— BEGIN EXERCISE DATA —

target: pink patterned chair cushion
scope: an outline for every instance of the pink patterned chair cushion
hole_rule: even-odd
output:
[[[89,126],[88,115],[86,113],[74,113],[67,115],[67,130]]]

— END EXERCISE DATA —

## THE REQUEST
Format every line of the listing above as a numbered list, omitting blank lines.

## EXERCISE SOLUTION
1. target: pink patterned chair cushion
2. scope: an outline for every instance of the pink patterned chair cushion
3. hole_rule: even-odd
4. output:
5. [[[89,126],[88,115],[86,113],[74,113],[67,115],[67,130]]]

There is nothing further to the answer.